**INSTRUCTIONS FOR THE TASK**
Write out only the lines running from the one that contains "Labeling fields. Category: white trousers." to the end of the material, both ends included.
──────────
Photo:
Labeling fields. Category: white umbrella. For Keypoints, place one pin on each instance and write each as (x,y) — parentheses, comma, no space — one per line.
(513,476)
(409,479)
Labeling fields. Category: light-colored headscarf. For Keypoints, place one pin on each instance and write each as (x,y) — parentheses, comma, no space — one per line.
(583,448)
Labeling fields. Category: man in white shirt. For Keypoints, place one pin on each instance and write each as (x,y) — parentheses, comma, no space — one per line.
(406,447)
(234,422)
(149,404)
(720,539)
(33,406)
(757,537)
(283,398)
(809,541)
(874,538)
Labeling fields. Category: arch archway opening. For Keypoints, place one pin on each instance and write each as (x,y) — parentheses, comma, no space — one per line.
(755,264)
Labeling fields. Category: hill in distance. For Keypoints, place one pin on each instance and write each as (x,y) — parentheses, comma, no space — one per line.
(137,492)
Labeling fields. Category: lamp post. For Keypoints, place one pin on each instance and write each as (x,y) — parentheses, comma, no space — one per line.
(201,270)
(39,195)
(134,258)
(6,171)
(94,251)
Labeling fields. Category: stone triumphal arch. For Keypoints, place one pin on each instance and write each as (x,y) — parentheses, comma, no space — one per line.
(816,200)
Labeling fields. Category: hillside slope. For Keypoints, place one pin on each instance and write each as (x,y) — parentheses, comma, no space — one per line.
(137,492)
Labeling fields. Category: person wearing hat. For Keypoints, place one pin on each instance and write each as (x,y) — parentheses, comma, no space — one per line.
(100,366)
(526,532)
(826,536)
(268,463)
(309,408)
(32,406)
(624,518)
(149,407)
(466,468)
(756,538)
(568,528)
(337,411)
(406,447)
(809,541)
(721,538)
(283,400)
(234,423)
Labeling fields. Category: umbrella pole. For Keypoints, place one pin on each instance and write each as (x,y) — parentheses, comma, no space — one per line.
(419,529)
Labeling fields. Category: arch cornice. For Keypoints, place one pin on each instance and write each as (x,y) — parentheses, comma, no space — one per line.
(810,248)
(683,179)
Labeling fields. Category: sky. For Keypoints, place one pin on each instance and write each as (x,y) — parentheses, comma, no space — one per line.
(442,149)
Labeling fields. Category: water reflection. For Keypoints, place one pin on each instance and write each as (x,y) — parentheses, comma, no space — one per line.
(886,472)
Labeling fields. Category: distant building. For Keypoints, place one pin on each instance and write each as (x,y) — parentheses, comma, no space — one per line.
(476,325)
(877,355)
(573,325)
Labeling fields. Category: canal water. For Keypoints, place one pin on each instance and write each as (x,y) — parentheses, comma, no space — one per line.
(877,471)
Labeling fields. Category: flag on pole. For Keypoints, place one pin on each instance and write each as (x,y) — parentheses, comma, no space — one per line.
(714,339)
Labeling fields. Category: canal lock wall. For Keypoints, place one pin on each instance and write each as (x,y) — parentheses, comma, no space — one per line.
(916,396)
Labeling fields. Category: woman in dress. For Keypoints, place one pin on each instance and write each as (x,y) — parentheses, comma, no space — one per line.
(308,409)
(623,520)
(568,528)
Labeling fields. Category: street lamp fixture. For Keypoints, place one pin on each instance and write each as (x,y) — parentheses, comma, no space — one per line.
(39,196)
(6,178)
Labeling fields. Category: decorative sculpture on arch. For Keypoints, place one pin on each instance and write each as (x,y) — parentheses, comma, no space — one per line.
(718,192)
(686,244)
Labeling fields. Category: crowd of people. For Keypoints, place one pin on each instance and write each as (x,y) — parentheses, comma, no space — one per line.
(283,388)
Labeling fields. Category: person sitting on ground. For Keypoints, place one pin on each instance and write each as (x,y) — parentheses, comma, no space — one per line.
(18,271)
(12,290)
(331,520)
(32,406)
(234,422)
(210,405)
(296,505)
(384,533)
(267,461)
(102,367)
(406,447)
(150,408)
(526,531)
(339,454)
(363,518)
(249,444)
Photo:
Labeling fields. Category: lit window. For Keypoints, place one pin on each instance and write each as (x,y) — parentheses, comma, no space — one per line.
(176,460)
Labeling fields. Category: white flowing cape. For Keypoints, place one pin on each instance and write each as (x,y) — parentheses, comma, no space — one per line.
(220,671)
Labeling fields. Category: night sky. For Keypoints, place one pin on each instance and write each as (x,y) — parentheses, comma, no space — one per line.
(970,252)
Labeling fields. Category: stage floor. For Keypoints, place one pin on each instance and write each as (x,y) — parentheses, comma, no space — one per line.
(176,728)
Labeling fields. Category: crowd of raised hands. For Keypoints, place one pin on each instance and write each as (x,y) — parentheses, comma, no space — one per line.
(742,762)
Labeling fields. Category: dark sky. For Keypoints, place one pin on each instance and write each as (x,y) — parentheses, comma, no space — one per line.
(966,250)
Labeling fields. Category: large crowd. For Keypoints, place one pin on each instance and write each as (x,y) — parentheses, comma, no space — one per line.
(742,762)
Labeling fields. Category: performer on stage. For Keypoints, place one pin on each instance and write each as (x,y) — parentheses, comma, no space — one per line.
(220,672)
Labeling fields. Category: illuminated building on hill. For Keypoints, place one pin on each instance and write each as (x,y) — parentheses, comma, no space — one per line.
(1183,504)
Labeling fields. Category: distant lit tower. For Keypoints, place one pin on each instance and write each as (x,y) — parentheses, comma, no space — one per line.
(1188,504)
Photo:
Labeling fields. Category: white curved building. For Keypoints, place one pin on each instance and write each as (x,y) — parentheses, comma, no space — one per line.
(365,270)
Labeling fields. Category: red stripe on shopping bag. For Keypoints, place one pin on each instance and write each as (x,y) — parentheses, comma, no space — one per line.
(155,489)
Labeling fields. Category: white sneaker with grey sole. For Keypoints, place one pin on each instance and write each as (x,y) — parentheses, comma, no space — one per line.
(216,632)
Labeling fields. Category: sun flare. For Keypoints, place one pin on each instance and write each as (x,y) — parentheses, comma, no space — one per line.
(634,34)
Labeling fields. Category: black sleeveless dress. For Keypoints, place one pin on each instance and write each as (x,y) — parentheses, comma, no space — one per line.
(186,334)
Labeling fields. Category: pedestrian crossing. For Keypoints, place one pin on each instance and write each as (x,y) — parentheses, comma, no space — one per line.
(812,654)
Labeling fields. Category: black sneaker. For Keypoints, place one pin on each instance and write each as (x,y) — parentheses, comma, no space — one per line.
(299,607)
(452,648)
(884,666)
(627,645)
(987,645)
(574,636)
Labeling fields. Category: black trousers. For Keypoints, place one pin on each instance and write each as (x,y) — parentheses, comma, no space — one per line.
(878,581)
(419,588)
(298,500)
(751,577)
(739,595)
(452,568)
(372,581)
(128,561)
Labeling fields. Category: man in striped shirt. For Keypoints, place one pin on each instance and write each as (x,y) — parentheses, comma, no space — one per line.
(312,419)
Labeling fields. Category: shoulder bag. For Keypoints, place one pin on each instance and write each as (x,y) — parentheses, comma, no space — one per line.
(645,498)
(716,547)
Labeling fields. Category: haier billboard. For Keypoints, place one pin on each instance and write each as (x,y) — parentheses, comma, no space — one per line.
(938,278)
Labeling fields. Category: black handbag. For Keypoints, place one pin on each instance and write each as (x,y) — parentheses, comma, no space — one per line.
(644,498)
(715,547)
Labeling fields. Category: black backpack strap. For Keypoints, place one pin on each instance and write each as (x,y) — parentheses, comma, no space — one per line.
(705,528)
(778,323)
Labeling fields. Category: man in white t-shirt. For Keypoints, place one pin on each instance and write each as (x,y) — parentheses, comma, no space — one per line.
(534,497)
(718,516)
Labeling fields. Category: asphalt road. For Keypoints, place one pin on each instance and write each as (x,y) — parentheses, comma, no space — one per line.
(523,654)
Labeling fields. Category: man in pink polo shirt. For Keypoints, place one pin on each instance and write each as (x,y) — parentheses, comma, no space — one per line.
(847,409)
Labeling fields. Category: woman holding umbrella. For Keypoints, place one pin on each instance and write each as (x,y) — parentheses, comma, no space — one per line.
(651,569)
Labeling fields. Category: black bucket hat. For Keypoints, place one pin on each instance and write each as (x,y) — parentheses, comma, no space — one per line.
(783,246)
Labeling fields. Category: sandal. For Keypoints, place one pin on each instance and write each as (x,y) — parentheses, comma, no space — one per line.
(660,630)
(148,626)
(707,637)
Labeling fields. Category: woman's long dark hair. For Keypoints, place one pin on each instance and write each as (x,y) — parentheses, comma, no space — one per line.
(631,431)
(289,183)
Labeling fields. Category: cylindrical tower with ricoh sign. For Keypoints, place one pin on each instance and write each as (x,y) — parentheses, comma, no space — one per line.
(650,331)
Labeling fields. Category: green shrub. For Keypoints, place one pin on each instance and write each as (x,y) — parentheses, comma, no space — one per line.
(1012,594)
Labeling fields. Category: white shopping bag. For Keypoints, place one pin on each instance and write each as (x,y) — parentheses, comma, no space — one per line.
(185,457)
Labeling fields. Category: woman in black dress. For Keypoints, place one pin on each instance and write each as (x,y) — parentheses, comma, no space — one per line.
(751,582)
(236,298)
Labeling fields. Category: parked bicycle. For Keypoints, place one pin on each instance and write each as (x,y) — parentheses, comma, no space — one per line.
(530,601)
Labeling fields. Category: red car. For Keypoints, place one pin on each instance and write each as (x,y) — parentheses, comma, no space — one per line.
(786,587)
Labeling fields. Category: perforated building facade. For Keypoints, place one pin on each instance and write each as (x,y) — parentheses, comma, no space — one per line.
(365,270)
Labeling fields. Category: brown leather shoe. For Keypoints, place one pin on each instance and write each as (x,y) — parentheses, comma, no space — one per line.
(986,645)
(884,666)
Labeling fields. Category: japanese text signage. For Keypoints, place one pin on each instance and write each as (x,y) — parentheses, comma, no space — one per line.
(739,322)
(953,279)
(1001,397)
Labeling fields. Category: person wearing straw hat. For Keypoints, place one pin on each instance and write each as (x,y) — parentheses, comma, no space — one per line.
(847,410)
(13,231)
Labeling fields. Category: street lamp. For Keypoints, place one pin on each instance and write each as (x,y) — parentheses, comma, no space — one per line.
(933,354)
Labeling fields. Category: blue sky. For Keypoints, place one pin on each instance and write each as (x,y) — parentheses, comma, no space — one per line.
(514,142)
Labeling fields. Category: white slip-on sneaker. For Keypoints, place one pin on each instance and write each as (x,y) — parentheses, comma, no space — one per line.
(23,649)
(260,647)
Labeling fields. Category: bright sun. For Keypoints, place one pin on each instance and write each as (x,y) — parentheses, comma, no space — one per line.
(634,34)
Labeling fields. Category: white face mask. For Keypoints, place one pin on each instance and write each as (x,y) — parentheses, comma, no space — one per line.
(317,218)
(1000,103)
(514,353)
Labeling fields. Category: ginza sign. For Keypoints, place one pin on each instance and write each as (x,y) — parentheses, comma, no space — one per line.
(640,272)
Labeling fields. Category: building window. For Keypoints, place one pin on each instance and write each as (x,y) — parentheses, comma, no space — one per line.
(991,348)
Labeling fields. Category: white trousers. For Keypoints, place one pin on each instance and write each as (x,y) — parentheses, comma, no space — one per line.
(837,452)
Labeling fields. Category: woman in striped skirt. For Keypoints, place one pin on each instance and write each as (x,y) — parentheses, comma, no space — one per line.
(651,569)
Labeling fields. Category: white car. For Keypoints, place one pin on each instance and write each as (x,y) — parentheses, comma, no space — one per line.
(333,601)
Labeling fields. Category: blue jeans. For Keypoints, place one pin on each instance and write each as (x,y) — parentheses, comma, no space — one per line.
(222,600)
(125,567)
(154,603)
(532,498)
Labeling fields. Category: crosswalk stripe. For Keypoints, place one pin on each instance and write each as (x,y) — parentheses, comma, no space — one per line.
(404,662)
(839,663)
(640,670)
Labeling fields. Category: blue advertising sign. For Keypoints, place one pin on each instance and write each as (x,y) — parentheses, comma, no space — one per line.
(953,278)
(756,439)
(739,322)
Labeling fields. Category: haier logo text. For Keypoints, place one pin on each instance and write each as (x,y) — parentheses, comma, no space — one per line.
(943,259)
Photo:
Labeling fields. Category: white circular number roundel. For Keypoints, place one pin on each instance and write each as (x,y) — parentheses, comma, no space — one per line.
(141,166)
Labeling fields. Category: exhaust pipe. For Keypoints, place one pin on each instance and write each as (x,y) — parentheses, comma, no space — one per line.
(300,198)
──────────
**WORKED ANSWER**
Labeling fields. Category: white trousers. For Keypoints, place one pin on each instance and write each as (x,y) — parentheses, comma, no space — one per line.
(837,452)
Labeling fields. Category: woman in striped skirt. For Keypoints, place one pin on each instance and write each as (x,y) — parentheses, comma, no space — one per line.
(651,569)
Labeling fields. Category: white car. For Keypoints, place one pin on each instance and write each as (x,y) — parentheses, comma, no space — one per line.
(333,601)
Labeling fields. Category: blue jeans. For Keypoints, place one pin on each instance and write each as (x,y) — parentheses, comma, no space — one per line.
(222,600)
(125,567)
(154,603)
(532,498)
Labeling fields. Category: crosswalk stripe. For Keypoints, place one pin on each instance and write each as (x,y) — parentheses, comma, no space — one per line.
(404,662)
(839,663)
(640,670)
Labeling fields. Category: blue advertising sign. For Keypoints, place one pin on each instance and write each as (x,y) — parentheses, comma, no space — one per line.
(953,278)
(756,439)
(739,322)
Labeling fields. Category: haier logo text. For Keypoints, place one pin on each instance and write each as (x,y) — parentheses, comma, no space — one per line.
(943,259)
Photo:
Labeling fields. Category: white circular number roundel. For Keypoints, place one pin on each instance and write each as (x,y) — parentheses, comma, no space — one per line.
(141,166)
Labeling fields. Category: exhaust pipe. For Keypoints, place one pin on each instance and write each as (x,y) — parentheses, comma, no space — one per line.
(300,198)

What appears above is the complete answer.